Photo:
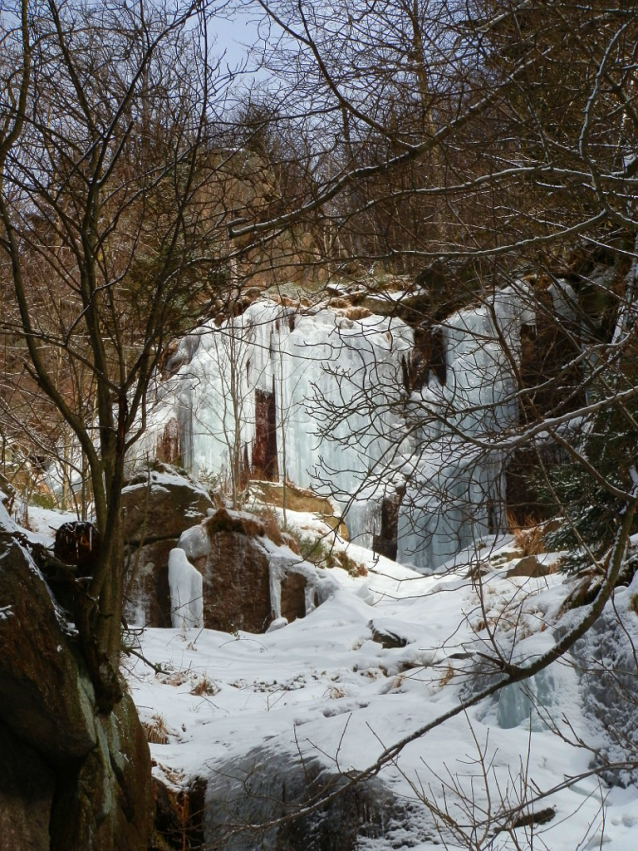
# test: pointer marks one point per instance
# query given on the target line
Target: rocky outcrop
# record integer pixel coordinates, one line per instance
(249, 580)
(70, 778)
(264, 786)
(157, 506)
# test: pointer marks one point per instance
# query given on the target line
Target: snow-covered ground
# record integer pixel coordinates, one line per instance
(321, 688)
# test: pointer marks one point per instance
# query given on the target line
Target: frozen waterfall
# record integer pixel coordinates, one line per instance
(321, 399)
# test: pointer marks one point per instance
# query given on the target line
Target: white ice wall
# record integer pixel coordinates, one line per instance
(342, 412)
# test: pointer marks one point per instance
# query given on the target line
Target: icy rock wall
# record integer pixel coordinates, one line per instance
(455, 491)
(337, 388)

::::::::

_Set exercise_
Could you rewrite all the entries above with every "instance" changed to "object" and nothing else altered, leaving out the pictures?

_Written solution_
Photo:
# test: pointer marks one point per object
# query given on the target line
Target: rocky outcrop
# record integer pixel coordinates, one line per object
(249, 580)
(70, 778)
(264, 786)
(157, 506)
# test: pointer marks one point per object
# query given on the target line
Target: snow-covered ground
# record integer pixel coordinates, one line per object
(321, 688)
# test: pointer marks one point per object
# query given on the target line
Target: frozen waterfall
# record integer pixel coordinates, one line per object
(321, 399)
# test: pointer marks one point per object
# query given on the target line
Target: white ice wall
# record integer pixel coordinates, one line per object
(342, 412)
# test: pointer marks one point per object
# query given on the target line
Target: icy rock wall
# record integer pixel coordinates, one line per object
(455, 491)
(337, 388)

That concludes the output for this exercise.